### TEXT PASSAGE

A Meathead Watches Gilmore Girls (“Kill Me Now” and “The Deer Hunters”)


I am absolutely floored by the response to the first post, which has been simultaneously energetic and incredibly weird. I don’t assume that this will continue but it is fun while it lasts. These seasons are twenty-plus episodes long. This will devolve into a bit of a grind, probably sooner rather than later. With that in mind, I wanted to explain that I’m trying to get my posts caught up to my actual consumptive rhythm. I’m in the middle of the first season now. This means that, for a week or more, I’m going to pound out recaps. Then I’ll post as I watch.

Also, without belaboring the point – guys, I used the word “belabor” which hints at labor which hints at pregnancy I’m so clever – I don’t think Lorelai considered getting an abortion and I don’t think that this represents some failure of the show. So far, her dedication to her daughter has been obvious, both in what she does day-to-day and what we know of her past, which included leaving a very wealthy life with her infant daughter. I’d dare say she considered Rory to be her own opportunity to escape. Whether or not that pans out is up to the show.

“Kill Me Now”

At the weekly dinner that Lorelai owes her parents as payment for their loan, Rory explains that she needs to pick a sport at Chilton. Lorelai’s mother, Emily, suggests golf, and it is decided that Rory will go to the club with her grandfather that weekend. Meanwhile, Lorelai’s discomfort with her parents’s life arises after realizing that the fact that Emily and Richard cannot be troubled to learn their servants’ names.

Again, wealth. Lorelai lives in a huge house, drives a newer model Jeep, seemingly wants for nothing (except the ability to pay an entire year’s tuition with a single check) but we’re still left to accept that she’s undone by her parents relationship with their wealth, or at least, her mother’s. Emily makes it clear that the family has money. She passes on no opportunity to remind us. Richard is more disconnected from this sort of behavior, almost as if he earns the money that Emily spends. That might not hold up in the long term but that’s what is happening so far.

Then Rory and Richard go golfing. As an avid golfer, I can confirm that having characters golf is an excellent way to communicate a character’s snobbery. Golf’s relationship to wealth is ridiculous in almost every imaginable way. Which is what makes Richard’s decision to (badly) play golf in what appears to be a public park that isn’t actually a golf course all the stranger. Let’s put it this way: if you’re going to use golf to communicate your message, you have to nail it, and save for the post-round clubhouse shots, there’s nothing about the setting and location that nails it. Literally everything is comically wrong, from the equipment used to the outfits worn to the look of the course. It’s almost as if somebody went to a golf course in 1968 and said, “Well, I’m sure it’s still exactly like that.”

Rory and Richard have fun together. Richard melts at time spent with Rory, going from a stone-faced golem to an interested grandfather, especially when Rory overhears shareable gossip from the clubhouse sauna. The two also talk about travel and Richard is taken with Rory’s idea that she and her mother will backpack around Europe after she graduates, a trip that he promises to contribute to. Their relationship happens quickly and easily almost as if both were waiting for the opportunity to like one another. It is a beautiful bit of convincing writing, the worst use of golf in the history of media notwithstanding.

### SUPPLIED INFORMATION
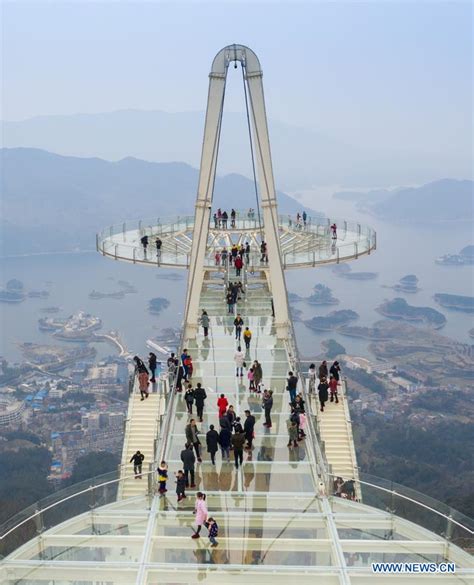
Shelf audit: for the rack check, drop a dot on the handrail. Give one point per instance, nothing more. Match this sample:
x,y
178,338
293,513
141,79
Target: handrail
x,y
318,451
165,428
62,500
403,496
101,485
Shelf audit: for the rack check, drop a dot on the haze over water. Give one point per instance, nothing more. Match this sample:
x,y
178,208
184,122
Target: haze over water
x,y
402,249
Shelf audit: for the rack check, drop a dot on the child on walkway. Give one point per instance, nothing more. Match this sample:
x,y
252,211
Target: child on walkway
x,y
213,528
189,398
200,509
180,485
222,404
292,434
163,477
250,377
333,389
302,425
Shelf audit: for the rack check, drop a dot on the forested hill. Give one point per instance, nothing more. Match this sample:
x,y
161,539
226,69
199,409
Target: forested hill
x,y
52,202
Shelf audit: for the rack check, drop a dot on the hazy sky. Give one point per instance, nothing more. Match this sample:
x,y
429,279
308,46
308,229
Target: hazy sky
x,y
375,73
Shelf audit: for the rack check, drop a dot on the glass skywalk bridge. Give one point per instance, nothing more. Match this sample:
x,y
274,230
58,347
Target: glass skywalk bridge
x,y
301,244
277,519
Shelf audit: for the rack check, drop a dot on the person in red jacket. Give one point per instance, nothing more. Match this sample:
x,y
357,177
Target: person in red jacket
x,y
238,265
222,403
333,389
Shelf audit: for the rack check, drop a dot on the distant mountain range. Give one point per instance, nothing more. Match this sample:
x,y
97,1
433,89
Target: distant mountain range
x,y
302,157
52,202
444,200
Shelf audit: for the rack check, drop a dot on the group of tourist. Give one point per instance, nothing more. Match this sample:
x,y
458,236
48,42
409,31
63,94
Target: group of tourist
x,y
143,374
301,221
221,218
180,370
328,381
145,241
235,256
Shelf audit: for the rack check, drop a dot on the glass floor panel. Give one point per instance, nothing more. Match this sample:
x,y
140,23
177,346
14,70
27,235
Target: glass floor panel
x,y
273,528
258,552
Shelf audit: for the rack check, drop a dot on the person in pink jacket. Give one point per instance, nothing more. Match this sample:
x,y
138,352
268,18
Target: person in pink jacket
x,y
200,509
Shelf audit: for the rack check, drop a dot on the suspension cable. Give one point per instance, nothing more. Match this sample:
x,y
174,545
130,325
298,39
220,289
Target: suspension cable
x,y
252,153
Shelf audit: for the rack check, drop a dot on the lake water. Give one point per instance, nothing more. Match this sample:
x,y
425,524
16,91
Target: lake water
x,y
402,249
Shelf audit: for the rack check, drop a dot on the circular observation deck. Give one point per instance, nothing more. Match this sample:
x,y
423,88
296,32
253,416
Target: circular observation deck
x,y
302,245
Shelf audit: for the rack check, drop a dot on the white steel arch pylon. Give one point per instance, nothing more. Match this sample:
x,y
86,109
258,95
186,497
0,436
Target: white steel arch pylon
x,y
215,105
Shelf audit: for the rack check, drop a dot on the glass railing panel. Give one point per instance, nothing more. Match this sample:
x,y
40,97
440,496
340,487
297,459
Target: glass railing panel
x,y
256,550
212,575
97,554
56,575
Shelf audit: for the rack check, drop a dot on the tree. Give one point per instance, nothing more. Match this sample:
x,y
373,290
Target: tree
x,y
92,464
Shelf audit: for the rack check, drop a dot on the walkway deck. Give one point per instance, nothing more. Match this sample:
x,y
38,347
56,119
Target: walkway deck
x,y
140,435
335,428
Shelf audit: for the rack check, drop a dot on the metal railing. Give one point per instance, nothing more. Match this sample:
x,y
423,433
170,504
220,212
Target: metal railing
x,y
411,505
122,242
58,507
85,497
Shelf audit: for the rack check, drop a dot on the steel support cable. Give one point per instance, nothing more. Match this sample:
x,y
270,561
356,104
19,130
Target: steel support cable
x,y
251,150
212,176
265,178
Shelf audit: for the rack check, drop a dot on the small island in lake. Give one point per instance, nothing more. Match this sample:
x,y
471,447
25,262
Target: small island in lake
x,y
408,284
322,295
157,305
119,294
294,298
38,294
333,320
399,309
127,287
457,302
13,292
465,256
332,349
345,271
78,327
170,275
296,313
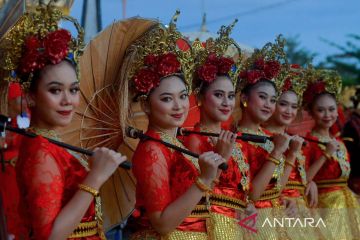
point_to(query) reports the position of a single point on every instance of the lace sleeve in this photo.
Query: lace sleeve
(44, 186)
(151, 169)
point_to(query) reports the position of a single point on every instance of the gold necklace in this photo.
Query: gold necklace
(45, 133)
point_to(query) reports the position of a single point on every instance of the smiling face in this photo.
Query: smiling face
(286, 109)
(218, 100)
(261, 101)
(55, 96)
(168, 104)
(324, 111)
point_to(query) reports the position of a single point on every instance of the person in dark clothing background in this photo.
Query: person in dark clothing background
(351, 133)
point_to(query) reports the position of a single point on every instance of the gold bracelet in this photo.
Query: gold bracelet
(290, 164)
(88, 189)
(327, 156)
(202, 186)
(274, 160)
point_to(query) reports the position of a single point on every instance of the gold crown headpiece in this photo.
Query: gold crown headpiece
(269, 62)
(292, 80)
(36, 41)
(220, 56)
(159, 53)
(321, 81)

### WHAT THE TASK REQUIRES
Write the next part of the Gilmore Girls recap, picking up after its last paragraph about Rory's golf day with Richard.

### ANSWER FOR THIS EXERCISE
Lorelai, meanwhile, is jealous. Rory almost immediately has with Richard what Lorelai never did. It burns to the point that Lorelai picks a fight with Rory that she eventually has to apologize for, something she does after her friend Sookie observes rightfully points out the jealousy.

“The Deer Hunters”

Rory is at Chilton because of her academic prowess, but she fails her first significant test, earning what is presumably the first D of her entire life. She doesn’t tell Lorelai though, who only learns of the bad grade during parent-teacher conferences. Rory redoubles her efforts academically, preparing for a huge test that will ideally earn her the standing that she seeks. Lorelai helps but both collapse in a heap studying, leading to a missed alarm, and for Rory, arriving at her test late, a violation of Chilton’s honor code. She is prevented from taking the test and rightfully loses her mind. Lorelai is summoned to the school and stands by her daughter’s outrage.

In the grand scheme of things, the conflict at Chilton is small, a fight between how things are done there and how the Gilmores would like to do them. Both Rory and Lorelai rightly balk at what is an entirely arbitrary rule, and stand shoulder-to-shoulder in opposition to it. But this can be understood more broadly too. Later in the first season, there will be explosive familial conflicts about how things are supposed to be done, most specifically her teenaged pregnancy and its aftermath. Lorelai’s opposition here is the same as it has always been, two windmills forever tilting against one another.

Meanwhile, Lorelai’s best friend Sookie – played by Melissa McCarthy, in a role that never makes you think, “I’ll bet she’ll be really good at being incredibly foul-mouthed!” – is incensed after a local food critic comes up just short of praising everything she cooked for him. She suspects foul-play and she stops at nothing to suss out the problem, eventually realizing that he had wrongly paired a wine with her risotto. She finds him and offers him another serving with a correct wine. She finds peace in this.

One thing that Gilmore girls deserves outrageous praise for is its diversity of appearance. Even if both of the eponymous girls border on the ethereal, those surrounding them look like real people. Stars Hollow might be a Manic Pixie Dream Town but its inhabitants look far more familiar than many other shows can be troubled to manage. This includes McCarthy. She is a single woman, an incredibly successful chef, and a good friend. Kudos to it not yet being more than that. She is allowed to simply be.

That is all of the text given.